Times 29179 – OK, but how about the parsing?

Time: 9:32

Music: Falla, Three Cornered Hat, Giulini/Philharmonia

I have to admit, I really stepped on it for this one, coming close to my time for the Quickie.    The only problem is that I didn’t bother to parse most of the clues, which I will now do.    I did use knowledge and experience to cut through to the answers, feeling for a brief moment like I was one of those super solvers.   I’m sure this feeling will completely dissipate the next time I get a hard one and take over an hour, while the super solvers take eight minutes instead of five!

Looking at the SNITCH, all the early times are similar to mine.

Across
1 Aggressive goat possibly put an end to brittle toffee (12)
BUTTERSCOTCH – BUTTER + SCOTCH.
8 Out of bed, in one’s cups and on edge (7)
UPTIGHT – UP + TIGHT.
9 Female bird initially installed in strange element (7)
RHENIUM – R(HEN,I[nstalled])UM.   I saw the initial R and biffed it as a likely enough element.
11 Elderly relative eager for hard-wearing fabric (7)
NANKEEN – NAN + KEEN, a chestnut, and not disguised, either.
12 Elevated plain dish — to the French (7)
PLATEAU – PLATE + AU.
13 Chooses photographs for the audience (5)
PICKS – Sounds like PICS.
14 The writer’s left a set of books? That’s significant (9)
IMPORTANT – I’M + PORT + A + NT, a compendium of stock cryptic elements
16 House in which study has unusual cerise coating (9)
RESIDENCE –  Anagram of CERISE around DEN.
19 Film bachelor, one embodying American book (5)
BAMBI – B(AM,B)I.   I tried to work ET in, and failed.
21 Going west for example, a space where boats are tied up (7)
MOORAGE – E.G. + A ROOM, all backwards.  I tried marina and it didn’t fit, so it must be moorage.
23 Assumed names as found in American stories (7)
ALIASES –  A + LI(AS)ES, another biff.
24 Heavenly body wanting a treatment for asthma? (7)
STEROID – [a]STEROID, another chestnut.
25 E.g. Oliver, extremely emaciated and bent (7)
TWISTED – TWIST + E[maciate]D.
26 Again book sea transport, ringing about legal position (12)
RECORDERSHIP – RE (C) ORDER + SHIP.
Down
1 Relating to plants thrown into cab (7)
BOTANIC –  Anagram of INTO CAB, my FOI.
2 Finally effect entry, dislodging new cat (7)
TIGRESS –  [effec]T + I[n]GRESS.
3 Stress started by former partner’s building project? (9)
EXTENSION – EX + TENSION.
4 Divest oneself of team colours? (5)
STRIP – Double definition – UK only.
5 Outdoor broadcast introduced by old writer (4-3)
OPEN-AIR – O PEN + AIR.
6 Wild dream of church artist involving half of High Mass (7)
CHIMERA – C (HI[gh],M)E + RA.   Some more cryptic cliches.
7 Deliver the goods: appear with President Adams at last? (4,2,6)
TURN UP TRUMPS – TURN UP + TRUMP + [adam]S.
10 Perhaps part of Ben’s area separating stage belonging to TV channel (12)
MOUNTAINSIDE – MOUNT (A) IN SIDE.   Again, a bit UK -centric.

Exercise instructions:
A – What solving time does the crossword blog post give?
B – Pick up the crossword blog post after its last entry and keep it going.
The records that come next are separate material and have nothing to do with the crossword blog post.

Information supplied:
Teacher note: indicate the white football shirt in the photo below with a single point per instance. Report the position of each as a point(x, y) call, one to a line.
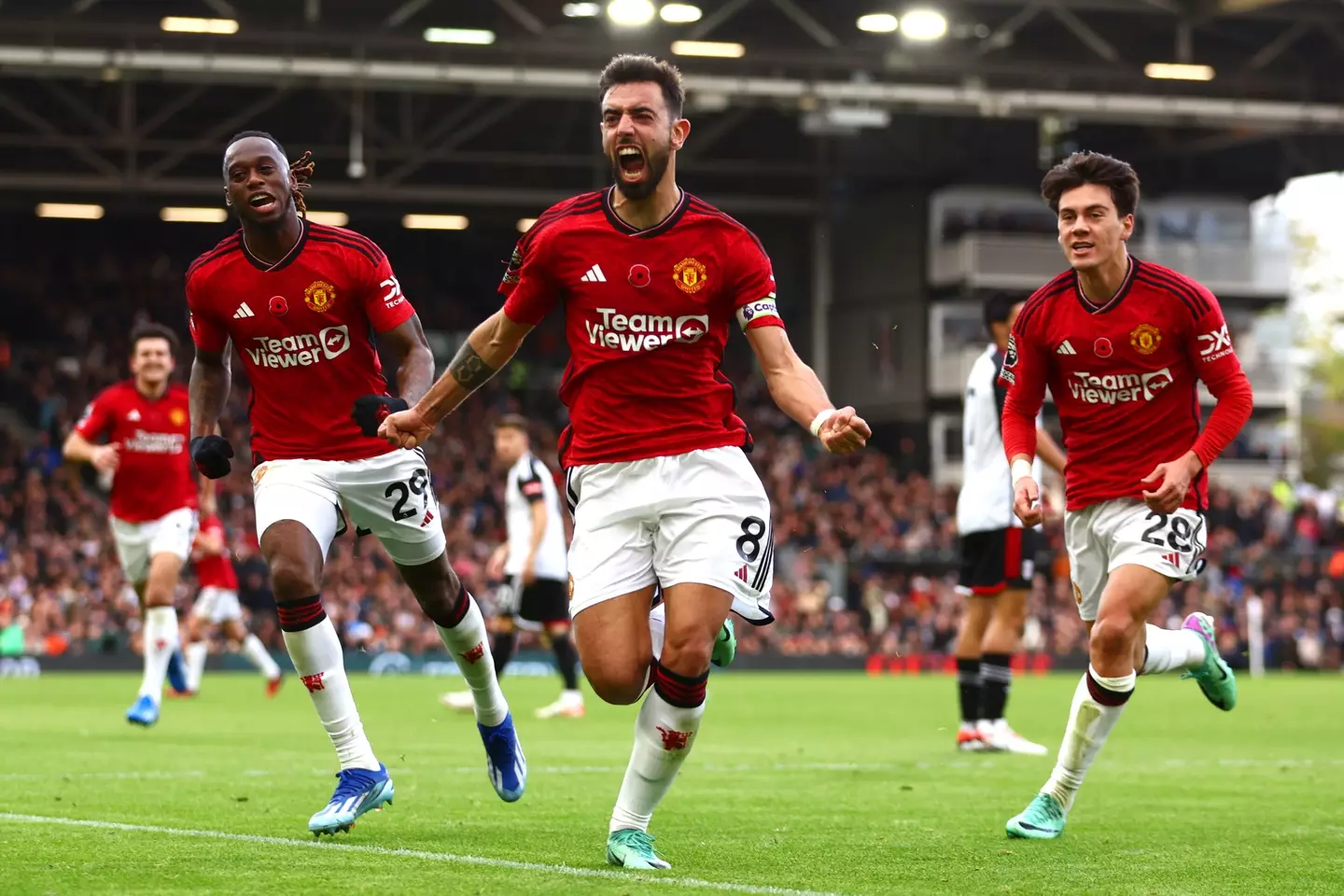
point(531, 481)
point(986, 500)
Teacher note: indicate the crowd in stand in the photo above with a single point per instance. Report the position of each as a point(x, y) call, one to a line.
point(866, 547)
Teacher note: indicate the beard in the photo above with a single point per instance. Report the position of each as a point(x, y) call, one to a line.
point(655, 165)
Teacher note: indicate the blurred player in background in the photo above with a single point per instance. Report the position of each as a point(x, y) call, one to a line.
point(304, 305)
point(1123, 345)
point(153, 497)
point(217, 605)
point(657, 477)
point(532, 562)
point(998, 553)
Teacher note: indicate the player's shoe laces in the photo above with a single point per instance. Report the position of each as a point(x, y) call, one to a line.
point(999, 737)
point(1042, 819)
point(177, 675)
point(357, 791)
point(631, 847)
point(143, 712)
point(1215, 678)
point(458, 700)
point(506, 762)
point(724, 647)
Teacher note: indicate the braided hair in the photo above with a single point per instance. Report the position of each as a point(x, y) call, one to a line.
point(301, 168)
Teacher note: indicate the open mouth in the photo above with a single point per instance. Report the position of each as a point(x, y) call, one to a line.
point(631, 160)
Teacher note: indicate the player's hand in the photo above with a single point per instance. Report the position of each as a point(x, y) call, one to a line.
point(845, 431)
point(370, 412)
point(1026, 501)
point(106, 457)
point(405, 428)
point(1173, 483)
point(210, 455)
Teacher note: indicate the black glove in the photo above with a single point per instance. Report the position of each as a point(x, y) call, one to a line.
point(370, 412)
point(210, 455)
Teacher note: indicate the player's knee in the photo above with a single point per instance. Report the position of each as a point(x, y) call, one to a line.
point(293, 578)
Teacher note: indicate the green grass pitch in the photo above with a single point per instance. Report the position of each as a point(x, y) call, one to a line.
point(827, 783)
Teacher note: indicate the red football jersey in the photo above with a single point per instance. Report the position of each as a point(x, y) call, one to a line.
point(647, 317)
point(1124, 376)
point(304, 330)
point(214, 569)
point(153, 474)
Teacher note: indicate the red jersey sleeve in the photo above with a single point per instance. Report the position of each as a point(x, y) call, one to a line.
point(1025, 376)
point(528, 285)
point(382, 297)
point(207, 333)
point(95, 419)
point(1214, 359)
point(753, 285)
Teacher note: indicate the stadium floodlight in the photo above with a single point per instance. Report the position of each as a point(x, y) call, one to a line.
point(1178, 72)
point(329, 217)
point(924, 24)
point(708, 49)
point(680, 14)
point(434, 222)
point(479, 36)
point(878, 23)
point(191, 24)
point(185, 216)
point(69, 210)
point(629, 14)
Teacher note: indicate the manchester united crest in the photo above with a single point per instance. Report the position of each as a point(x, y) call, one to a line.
point(690, 275)
point(320, 296)
point(1145, 339)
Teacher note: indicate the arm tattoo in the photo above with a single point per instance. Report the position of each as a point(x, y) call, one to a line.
point(469, 369)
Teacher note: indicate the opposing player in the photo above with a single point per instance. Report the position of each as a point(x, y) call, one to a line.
point(153, 497)
point(217, 605)
point(657, 477)
point(304, 303)
point(998, 553)
point(1123, 345)
point(532, 560)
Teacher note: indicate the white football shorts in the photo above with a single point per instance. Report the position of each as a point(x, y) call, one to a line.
point(1105, 536)
point(388, 496)
point(217, 605)
point(137, 543)
point(700, 517)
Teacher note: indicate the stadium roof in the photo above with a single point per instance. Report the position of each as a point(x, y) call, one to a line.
point(94, 95)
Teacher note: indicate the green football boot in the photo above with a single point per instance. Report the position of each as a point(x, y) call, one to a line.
point(1215, 678)
point(1042, 819)
point(631, 847)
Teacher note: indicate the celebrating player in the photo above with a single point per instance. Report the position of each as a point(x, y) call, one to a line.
point(1123, 345)
point(217, 605)
point(998, 553)
point(532, 558)
point(302, 305)
point(153, 498)
point(657, 477)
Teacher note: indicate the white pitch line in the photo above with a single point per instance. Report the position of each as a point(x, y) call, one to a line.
point(691, 883)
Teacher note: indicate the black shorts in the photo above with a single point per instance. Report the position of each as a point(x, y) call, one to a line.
point(543, 601)
point(996, 560)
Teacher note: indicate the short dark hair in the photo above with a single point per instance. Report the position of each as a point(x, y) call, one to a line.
point(149, 329)
point(998, 308)
point(631, 67)
point(1093, 168)
point(512, 422)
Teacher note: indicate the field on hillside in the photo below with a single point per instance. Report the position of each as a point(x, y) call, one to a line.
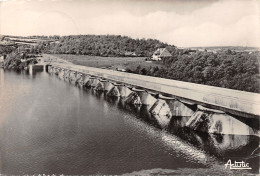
point(109, 62)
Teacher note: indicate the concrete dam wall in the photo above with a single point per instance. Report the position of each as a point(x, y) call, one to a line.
point(209, 109)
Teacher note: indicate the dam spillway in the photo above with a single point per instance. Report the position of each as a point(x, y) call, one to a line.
point(84, 131)
point(209, 109)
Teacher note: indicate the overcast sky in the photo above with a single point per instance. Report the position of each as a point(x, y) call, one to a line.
point(184, 23)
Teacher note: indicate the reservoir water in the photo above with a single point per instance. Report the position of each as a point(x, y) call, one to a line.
point(49, 126)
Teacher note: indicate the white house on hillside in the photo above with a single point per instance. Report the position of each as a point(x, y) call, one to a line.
point(161, 53)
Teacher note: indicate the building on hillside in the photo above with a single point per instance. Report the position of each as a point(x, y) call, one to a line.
point(1, 58)
point(127, 53)
point(161, 53)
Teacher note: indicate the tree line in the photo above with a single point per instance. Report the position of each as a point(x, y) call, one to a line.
point(227, 69)
point(104, 45)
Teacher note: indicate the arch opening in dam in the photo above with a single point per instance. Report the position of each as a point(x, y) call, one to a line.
point(164, 107)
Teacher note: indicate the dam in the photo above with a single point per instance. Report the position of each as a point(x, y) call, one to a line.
point(207, 108)
point(68, 122)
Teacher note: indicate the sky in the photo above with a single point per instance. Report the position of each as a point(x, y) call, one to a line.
point(184, 23)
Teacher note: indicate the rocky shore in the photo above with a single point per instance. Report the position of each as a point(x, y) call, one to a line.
point(18, 61)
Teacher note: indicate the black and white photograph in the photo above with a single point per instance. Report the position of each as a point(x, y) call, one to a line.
point(130, 87)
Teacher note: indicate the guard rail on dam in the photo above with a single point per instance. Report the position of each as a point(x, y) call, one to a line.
point(178, 98)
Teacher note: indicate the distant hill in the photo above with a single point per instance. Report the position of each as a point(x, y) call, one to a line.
point(233, 48)
point(105, 45)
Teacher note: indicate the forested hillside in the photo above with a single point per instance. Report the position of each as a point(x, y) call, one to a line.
point(104, 45)
point(229, 69)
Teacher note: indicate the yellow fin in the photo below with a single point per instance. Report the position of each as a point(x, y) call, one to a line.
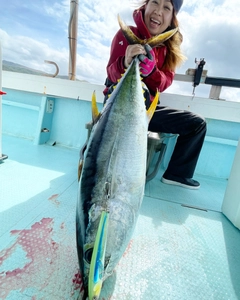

Answers below:
A – 9:32

B –
15 Inferior writer, one sampling The Raven, perhaps? (9)
POETASTER – POE + TASTER, a biff for me.
17 Central European singer regularly embracing sweetheart (7)
 SLOVENE – S[i](LOVE)N[g]E[r].
18 Bad blood I attracted at first in game (7)
DIABOLO – Anagram of BLOOD + I + A[ttracted].   This was the one clue that gave trouble, since Diabolo does not spring readily to mind.
19 Like our fellow countrymen’s mistake about short ceremony (7)
BRITISH – B(RIT[e])ISH.   UK-centric for sure!
20 False move of young girl upset teacher’s favourite, perhaps (7)
MISSTEP – MISS + PET upside-down, another chestnut.
22 Finished novel originally accepted by two press chiefs (5)
ENDED – E(N[ovel])D + ED.

116 comments on “Times 29179 – OK, but how about the parsing?”

  1. Didn’t know the meaning of ‘ in one’s cups’ but I assume it means drunk. NHO DIABOLO but had to be.
    Pretty much everything else was a write in.
    Thank V and setter.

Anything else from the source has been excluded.